**Extracted text**.
• • • • • • •

Rodulf (Saint Raoul; (Note: His name is also rendered Ralph, Radulph, Radulf or Rudolf.) died 21 June 866) was the archbishop of Bourges from 840 until his death. He is remembered as a skillful diplomat and a proponent of ecclesiastical reform. As a saint, his feast has been celebrated on 21 June.

==Aquitainian nobleman and monk==
Rodulf's family was prominent in the region of Angoumois and he himself possessed lands in the Limousin. He was named after his father, the count of Turenne (died 844), and he had four brothers and two sisters as well as an unnamed sibling. He entered the monastery of Solignac as a novice in 823.

During the conflict between King Pippin II of Aquitaine and King Charles of West Francia over the inheritance of the Aquitanian kingdom, Rodulf maintained good relations with both claimants, although it is probable that his father fought in the war and is possible that Rodulf himself did as well. Contemporary documents describe him as a "faithful follower" (fidelis) of King Pippin. In late 840 Rodulf was elected as archbishop of Bourges, Since Pippin led an expedition north against Charles' forces in Poitou in September, it generally thought that he was the driving force behind the election of Rodulf and that he successfully extended his authority into the Berri (the region around Bourges), which was as far north as it would ever go. (Note: Charles was personally in control of Bourges in July 840 and January 841, so Pippin's success, if it took place, was short-lived.) One of Pippin's two surviving royal charters is a confirmation to the new archbishop. Yet if the appointment of Rodulf was political on the one hand, the capitulation (capitula) which he signed upon his election "shows that [he] was in the vanguard of the Carolingian reform movement." Shortly after becoming archbishop, Rodulf bought a large piece of land from a certain Boso for 1,500 solidi.

• • • • • • •

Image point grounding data

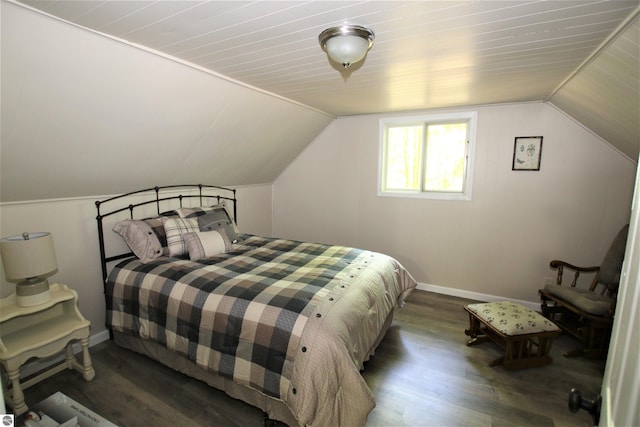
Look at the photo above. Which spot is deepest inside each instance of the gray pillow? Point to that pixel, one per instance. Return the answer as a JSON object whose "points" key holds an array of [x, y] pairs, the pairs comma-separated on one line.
{"points": [[218, 218], [141, 238]]}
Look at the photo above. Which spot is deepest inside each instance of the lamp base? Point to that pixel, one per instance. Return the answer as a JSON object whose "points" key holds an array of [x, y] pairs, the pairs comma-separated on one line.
{"points": [[32, 292]]}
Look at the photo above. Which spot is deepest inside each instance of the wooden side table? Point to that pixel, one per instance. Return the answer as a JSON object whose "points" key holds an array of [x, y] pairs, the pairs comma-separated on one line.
{"points": [[41, 331]]}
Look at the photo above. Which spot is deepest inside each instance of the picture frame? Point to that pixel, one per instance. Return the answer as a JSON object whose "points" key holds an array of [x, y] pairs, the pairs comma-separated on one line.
{"points": [[527, 153]]}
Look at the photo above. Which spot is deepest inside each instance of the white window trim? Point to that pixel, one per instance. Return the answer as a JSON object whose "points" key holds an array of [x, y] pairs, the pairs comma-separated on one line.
{"points": [[470, 116]]}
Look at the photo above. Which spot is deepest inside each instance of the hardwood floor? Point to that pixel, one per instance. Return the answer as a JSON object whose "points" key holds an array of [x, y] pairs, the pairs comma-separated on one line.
{"points": [[423, 374]]}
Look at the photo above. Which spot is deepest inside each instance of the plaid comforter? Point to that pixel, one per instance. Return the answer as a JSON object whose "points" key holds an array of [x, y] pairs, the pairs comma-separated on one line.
{"points": [[259, 314]]}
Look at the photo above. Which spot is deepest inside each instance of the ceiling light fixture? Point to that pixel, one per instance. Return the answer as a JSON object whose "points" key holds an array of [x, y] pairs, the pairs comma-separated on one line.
{"points": [[346, 44]]}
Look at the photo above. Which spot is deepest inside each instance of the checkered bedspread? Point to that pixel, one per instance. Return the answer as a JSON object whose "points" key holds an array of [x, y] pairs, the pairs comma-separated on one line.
{"points": [[242, 314]]}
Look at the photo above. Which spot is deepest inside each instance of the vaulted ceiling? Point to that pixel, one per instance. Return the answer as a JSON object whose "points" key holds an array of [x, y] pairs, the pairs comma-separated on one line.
{"points": [[582, 56]]}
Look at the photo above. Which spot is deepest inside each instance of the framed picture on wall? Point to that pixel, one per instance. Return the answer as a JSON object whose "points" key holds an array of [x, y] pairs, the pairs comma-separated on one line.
{"points": [[527, 152]]}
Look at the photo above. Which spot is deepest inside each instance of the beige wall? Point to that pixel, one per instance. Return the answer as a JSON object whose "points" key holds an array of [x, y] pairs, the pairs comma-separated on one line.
{"points": [[497, 244], [73, 226]]}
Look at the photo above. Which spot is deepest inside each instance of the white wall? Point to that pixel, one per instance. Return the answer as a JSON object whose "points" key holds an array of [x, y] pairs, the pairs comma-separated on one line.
{"points": [[73, 226], [499, 243]]}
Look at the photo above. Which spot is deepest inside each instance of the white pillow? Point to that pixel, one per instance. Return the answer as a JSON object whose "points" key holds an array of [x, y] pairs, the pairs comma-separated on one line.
{"points": [[205, 244], [174, 229]]}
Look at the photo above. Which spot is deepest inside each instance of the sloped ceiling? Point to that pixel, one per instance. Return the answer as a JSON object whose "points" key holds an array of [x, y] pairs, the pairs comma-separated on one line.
{"points": [[231, 91]]}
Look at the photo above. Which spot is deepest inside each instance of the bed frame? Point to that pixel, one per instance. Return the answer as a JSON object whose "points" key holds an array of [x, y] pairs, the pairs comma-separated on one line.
{"points": [[164, 198]]}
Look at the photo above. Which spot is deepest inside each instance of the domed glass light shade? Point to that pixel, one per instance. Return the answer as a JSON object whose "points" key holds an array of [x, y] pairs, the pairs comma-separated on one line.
{"points": [[347, 44]]}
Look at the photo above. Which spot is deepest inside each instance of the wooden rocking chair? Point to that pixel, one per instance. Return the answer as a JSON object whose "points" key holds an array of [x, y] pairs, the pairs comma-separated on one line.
{"points": [[587, 314]]}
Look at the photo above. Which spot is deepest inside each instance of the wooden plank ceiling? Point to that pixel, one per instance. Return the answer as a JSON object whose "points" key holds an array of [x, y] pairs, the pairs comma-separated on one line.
{"points": [[427, 54]]}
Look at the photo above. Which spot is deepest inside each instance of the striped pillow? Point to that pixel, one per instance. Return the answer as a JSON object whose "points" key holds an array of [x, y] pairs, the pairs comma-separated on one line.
{"points": [[206, 244], [174, 229]]}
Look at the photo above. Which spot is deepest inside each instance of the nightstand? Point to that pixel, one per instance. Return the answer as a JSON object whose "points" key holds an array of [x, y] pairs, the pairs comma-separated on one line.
{"points": [[38, 332]]}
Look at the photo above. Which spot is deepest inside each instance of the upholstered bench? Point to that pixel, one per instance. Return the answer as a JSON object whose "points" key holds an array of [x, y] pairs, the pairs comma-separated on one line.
{"points": [[525, 335]]}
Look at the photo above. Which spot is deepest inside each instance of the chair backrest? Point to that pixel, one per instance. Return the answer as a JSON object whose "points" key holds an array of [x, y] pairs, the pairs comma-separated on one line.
{"points": [[609, 274]]}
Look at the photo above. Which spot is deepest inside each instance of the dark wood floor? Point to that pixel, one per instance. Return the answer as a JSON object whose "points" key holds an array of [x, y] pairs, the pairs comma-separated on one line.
{"points": [[423, 374]]}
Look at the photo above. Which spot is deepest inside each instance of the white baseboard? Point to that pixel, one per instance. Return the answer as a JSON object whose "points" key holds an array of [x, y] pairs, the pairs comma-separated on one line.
{"points": [[476, 296]]}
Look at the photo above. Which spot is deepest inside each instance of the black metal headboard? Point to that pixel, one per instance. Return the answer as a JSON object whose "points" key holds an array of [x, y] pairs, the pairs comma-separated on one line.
{"points": [[164, 198]]}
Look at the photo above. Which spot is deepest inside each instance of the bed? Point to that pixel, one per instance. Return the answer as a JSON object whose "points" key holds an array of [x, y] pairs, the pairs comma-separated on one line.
{"points": [[283, 325]]}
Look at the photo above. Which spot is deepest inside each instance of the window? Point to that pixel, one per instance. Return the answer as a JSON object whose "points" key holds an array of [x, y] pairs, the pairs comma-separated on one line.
{"points": [[427, 156]]}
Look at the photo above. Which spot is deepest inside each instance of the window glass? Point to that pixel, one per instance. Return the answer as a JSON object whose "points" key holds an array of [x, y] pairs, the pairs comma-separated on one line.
{"points": [[429, 156]]}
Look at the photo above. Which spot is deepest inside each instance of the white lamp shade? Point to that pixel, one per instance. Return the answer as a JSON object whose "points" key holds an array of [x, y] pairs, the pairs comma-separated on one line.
{"points": [[347, 49], [28, 258]]}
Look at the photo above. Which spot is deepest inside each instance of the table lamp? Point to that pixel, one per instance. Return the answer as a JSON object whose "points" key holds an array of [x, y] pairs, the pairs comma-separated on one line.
{"points": [[29, 259]]}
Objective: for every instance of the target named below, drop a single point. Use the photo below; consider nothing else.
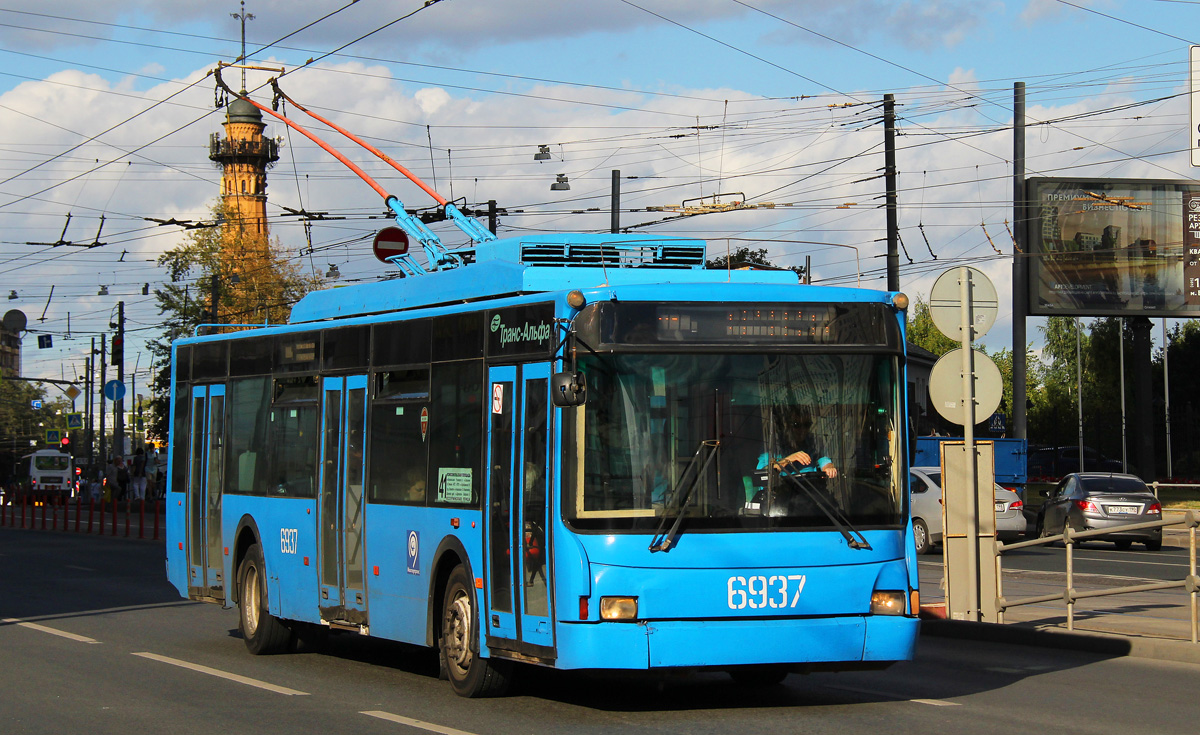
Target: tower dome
(240, 111)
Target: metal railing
(1153, 486)
(1191, 584)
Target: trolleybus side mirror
(568, 389)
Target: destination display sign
(775, 324)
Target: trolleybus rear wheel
(469, 674)
(263, 632)
(921, 536)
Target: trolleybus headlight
(887, 602)
(618, 608)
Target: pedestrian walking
(138, 476)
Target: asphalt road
(1102, 559)
(94, 640)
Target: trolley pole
(889, 177)
(615, 225)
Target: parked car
(1102, 500)
(925, 494)
(1060, 461)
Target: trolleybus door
(501, 621)
(204, 488)
(340, 513)
(533, 561)
(517, 501)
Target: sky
(106, 112)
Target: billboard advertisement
(1114, 248)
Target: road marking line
(414, 723)
(936, 703)
(220, 674)
(13, 621)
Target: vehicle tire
(469, 674)
(759, 676)
(1043, 532)
(263, 632)
(921, 536)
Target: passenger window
(400, 419)
(456, 429)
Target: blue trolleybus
(579, 450)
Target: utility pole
(213, 288)
(90, 383)
(889, 177)
(1020, 266)
(118, 358)
(103, 377)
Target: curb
(1051, 638)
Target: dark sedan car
(1101, 500)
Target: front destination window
(735, 441)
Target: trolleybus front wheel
(263, 632)
(469, 674)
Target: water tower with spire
(244, 156)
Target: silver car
(1102, 500)
(925, 493)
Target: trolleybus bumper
(726, 643)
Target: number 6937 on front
(760, 592)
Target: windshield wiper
(833, 513)
(663, 542)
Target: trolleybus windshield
(647, 416)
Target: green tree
(1054, 414)
(923, 333)
(743, 257)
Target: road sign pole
(967, 336)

• • • • • • •

**Actions to take**.
A - Decide whether each statement agrees with the passage on Rodulf. Answer yes or no for each, quoting the deciding words of the passage: (i) Rodulf became a novice at the monastery of Solignac in 823; (ii) Rodulf's father was the count of Angoumois; (iii) Rodulf paid Boso 1,000 solidi for a large piece of land.
B - Return the part of the passage on Rodulf that begins at the words "Rodulf (Saint Raoul;" and stops after the words "on 21 June.", copied without changes.
The records aren't needed for any of this work.

**Answers to the exercises**.
A -
(i) Yes: "He entered the monastery of Solignac as a novice in 823."
(ii) No: "He was named after his father, the count of Turenne (died 844)"
(iii) No: "Rodulf bought a large piece of land from a certain Boso for 1,500 solidi."

B -
Rodulf (Saint Raoul; (Note: His name is also rendered Ralph, Radulph, Radulf or Rudolf.) died 21 June 866) was the archbishop of Bourges from 840 until his death. He is remembered as a skillful diplomat and a proponent of ecclesiastical reform. As a saint, his feast has been celebrated on 21 June.